:: To be done ::
Print the passage on vehicle depreciation word for word, in full.

:: Provided passage ::

# # #

Vehicle depreciation is the automotive industry’s economic foundation. While many focus on the sticker price of a car, it is actually depreciation rates that determine monthly payments for leasing or financing. Depreciation also has a major influence on rideshare rates and many areas of the rental car industry, whose economics are highly dependent on the vehicles’ residual value (which is the value of a car after some period of usage).
Estimating depreciation is both an art and science—one that if not performed effectively can result in both small and large scale economic problems. A consumer may lose anywhere between 25% and 40% of what they paid for a new car over their first three years of ownership, and if they buy a car that depreciates quickly, they may not be able to sell it without a huge cash outlay. Large companies can suffer even more significant losses. In November of 2016, Hertz lost $1.5 Billion, 52% of its market value, because “the rental company failed to adequately price the cars in its fleet and depreciate them over time before selling them in used-car auctions.”
Fundamentally, depreciation is a determination of the market value of the vehicle after some amount of usage. To calculate the value of depreciation, subtract the residual value from the original value.
The value of a used vehicle is determined by a few simple market factors, mainly:
These factors together then overlay onto the basic supply and demand equation for any given type of vehicle.

# # #

:: Data rows ::

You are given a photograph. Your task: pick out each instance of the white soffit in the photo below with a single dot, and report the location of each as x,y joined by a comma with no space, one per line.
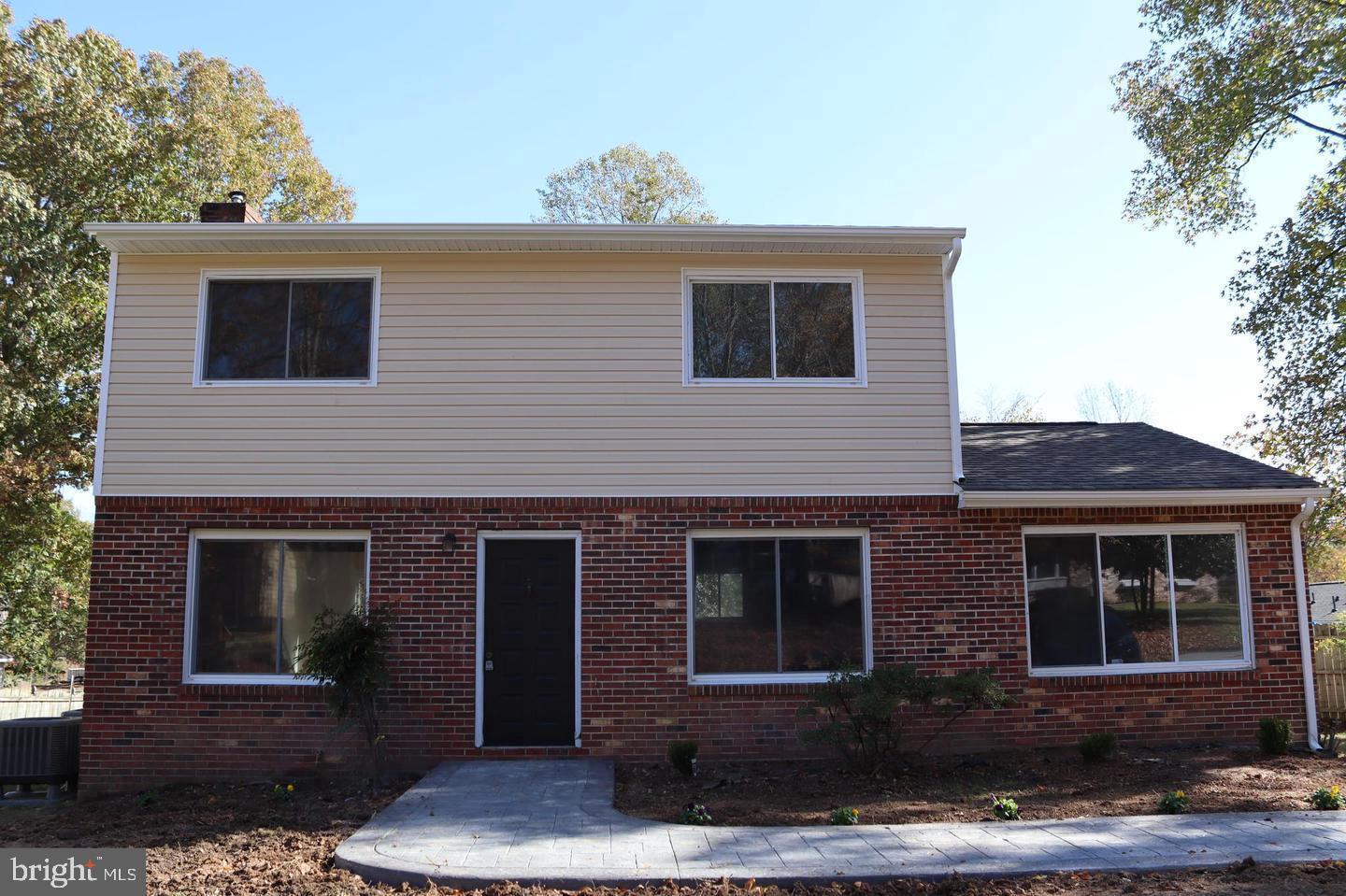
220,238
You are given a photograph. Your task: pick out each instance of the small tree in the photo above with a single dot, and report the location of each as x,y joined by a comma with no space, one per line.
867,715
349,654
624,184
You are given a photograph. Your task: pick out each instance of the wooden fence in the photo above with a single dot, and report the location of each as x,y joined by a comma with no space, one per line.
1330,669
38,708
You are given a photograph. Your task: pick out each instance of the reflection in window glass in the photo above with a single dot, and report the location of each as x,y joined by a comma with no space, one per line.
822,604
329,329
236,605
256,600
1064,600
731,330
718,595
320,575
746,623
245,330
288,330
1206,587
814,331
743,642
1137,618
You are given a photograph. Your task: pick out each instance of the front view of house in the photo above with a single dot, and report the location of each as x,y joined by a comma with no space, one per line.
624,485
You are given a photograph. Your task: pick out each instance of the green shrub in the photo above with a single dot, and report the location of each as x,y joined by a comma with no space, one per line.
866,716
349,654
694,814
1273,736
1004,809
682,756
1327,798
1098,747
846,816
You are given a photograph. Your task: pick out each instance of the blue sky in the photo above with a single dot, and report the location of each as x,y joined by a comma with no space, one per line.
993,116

# # #

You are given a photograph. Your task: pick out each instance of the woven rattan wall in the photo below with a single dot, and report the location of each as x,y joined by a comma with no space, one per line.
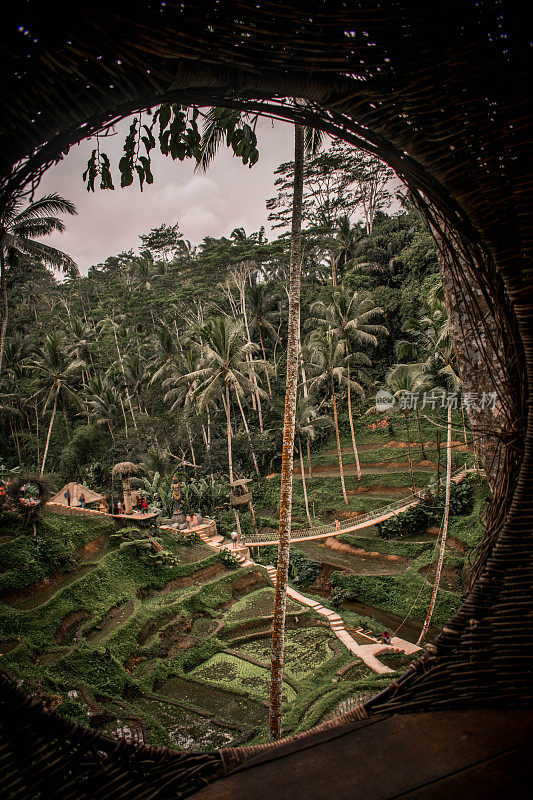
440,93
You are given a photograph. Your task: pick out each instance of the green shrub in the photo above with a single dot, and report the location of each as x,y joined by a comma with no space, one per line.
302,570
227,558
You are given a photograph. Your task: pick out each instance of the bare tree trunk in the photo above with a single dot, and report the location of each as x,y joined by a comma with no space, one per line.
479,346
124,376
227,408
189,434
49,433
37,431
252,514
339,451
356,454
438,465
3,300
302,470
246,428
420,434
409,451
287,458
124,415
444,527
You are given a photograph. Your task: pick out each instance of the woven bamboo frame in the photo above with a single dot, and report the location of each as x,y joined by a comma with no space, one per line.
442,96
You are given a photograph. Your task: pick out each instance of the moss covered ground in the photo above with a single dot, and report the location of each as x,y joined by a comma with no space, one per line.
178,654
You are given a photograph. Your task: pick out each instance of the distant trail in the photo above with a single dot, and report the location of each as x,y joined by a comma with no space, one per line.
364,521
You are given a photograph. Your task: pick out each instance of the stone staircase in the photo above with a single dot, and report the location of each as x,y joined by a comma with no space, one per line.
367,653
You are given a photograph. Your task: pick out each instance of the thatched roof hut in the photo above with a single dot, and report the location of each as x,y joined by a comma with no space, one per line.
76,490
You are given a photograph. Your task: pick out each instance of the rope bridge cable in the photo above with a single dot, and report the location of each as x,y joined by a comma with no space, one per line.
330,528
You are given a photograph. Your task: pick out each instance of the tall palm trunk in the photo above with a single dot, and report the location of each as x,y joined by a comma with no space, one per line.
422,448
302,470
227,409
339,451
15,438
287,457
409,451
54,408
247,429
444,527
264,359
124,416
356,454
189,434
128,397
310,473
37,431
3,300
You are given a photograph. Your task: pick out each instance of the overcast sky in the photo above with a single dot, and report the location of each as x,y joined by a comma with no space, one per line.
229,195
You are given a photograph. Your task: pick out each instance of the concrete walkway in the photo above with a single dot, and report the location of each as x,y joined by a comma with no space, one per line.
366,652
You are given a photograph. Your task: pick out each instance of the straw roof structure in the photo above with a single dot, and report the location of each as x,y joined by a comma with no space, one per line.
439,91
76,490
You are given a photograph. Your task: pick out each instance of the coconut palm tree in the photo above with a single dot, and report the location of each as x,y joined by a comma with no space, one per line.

# # #

:: Right answer ::
Vehicle depreciation is the automotive industry’s economic foundation. While many focus on the sticker price of a car, it is actually depreciation rates that determine monthly payments for leasing or financing. Depreciation also has a major influence on rideshare rates and many areas of the rental car industry, whose economics are highly dependent on the vehicles’ residual value (which is the value of a car after some period of usage).
Estimating depreciation is both an art and science—one that if not performed effectively can result in both small and large scale economic problems. A consumer may lose anywhere between 25% and 40% of what they paid for a new car over their first three years of ownership, and if they buy a car that depreciates quickly, they may not be able to sell it without a huge cash outlay. Large companies can suffer even more significant losses. In November of 2016, Hertz lost $1.5 Billion, 52% of its market value, because “the rental company failed to adequately price the cars in its fleet and depreciate them over time before selling them in used-car auctions.”
Fundamentally, depreciation is a determination of the market value of the vehicle after some amount of usage. To calculate the value of depreciation, subtract the residual value from the original value.
The value of a used vehicle is determined by a few simple market factors, mainly:
These factors together then overlay onto the basic supply and demand equation for any given type of vehicle.